## WHAT IS BEING ASKED
Return all of the material exactly; no line may be dropped.

*** Begin section ***

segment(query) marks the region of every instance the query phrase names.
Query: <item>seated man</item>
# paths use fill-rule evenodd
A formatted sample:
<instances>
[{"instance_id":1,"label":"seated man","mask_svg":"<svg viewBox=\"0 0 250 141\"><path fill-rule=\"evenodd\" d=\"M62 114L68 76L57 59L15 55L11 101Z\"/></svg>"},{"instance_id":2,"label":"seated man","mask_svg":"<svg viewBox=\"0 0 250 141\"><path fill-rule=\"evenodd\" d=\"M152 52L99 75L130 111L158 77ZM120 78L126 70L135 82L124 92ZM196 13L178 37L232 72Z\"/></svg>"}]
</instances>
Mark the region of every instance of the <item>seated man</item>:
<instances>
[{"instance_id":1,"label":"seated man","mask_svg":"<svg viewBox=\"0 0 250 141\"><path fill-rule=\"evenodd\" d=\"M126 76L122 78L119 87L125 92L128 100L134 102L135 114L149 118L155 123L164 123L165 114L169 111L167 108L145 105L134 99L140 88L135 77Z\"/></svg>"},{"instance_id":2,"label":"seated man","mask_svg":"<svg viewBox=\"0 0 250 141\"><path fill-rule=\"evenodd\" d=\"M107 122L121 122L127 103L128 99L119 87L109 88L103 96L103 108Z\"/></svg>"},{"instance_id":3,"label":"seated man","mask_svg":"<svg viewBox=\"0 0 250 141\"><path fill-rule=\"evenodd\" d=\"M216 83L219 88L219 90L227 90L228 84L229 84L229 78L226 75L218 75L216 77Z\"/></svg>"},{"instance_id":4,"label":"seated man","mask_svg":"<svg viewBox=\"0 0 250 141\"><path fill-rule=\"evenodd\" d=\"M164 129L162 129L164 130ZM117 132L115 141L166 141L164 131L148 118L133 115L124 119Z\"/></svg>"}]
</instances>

*** End section ***

## RESULT FOR THIS EXERCISE
segment(query) marks the region of every instance the query phrase names.
Query: <item>seated man</item>
# paths use fill-rule evenodd
A formatted sample:
<instances>
[{"instance_id":1,"label":"seated man","mask_svg":"<svg viewBox=\"0 0 250 141\"><path fill-rule=\"evenodd\" d=\"M62 114L68 76L57 59L15 55L11 101Z\"/></svg>"},{"instance_id":2,"label":"seated man","mask_svg":"<svg viewBox=\"0 0 250 141\"><path fill-rule=\"evenodd\" d=\"M152 52L99 75L130 111L158 77ZM120 78L126 70L135 82L124 92ZM196 13L178 37L232 72Z\"/></svg>"}]
</instances>
Mark the region of every instance of the <item>seated man</item>:
<instances>
[{"instance_id":1,"label":"seated man","mask_svg":"<svg viewBox=\"0 0 250 141\"><path fill-rule=\"evenodd\" d=\"M126 76L122 78L119 87L125 92L128 100L134 102L135 114L149 118L155 123L164 123L165 114L169 111L167 108L145 105L134 99L140 88L135 77Z\"/></svg>"},{"instance_id":2,"label":"seated man","mask_svg":"<svg viewBox=\"0 0 250 141\"><path fill-rule=\"evenodd\" d=\"M107 122L121 122L127 103L128 99L119 87L109 88L103 96L103 108Z\"/></svg>"},{"instance_id":3,"label":"seated man","mask_svg":"<svg viewBox=\"0 0 250 141\"><path fill-rule=\"evenodd\" d=\"M216 83L219 88L219 90L227 90L228 84L229 84L229 78L226 75L218 75L216 77Z\"/></svg>"},{"instance_id":4,"label":"seated man","mask_svg":"<svg viewBox=\"0 0 250 141\"><path fill-rule=\"evenodd\" d=\"M164 129L162 129L164 130ZM117 132L115 141L166 141L164 131L148 118L133 115L124 119Z\"/></svg>"}]
</instances>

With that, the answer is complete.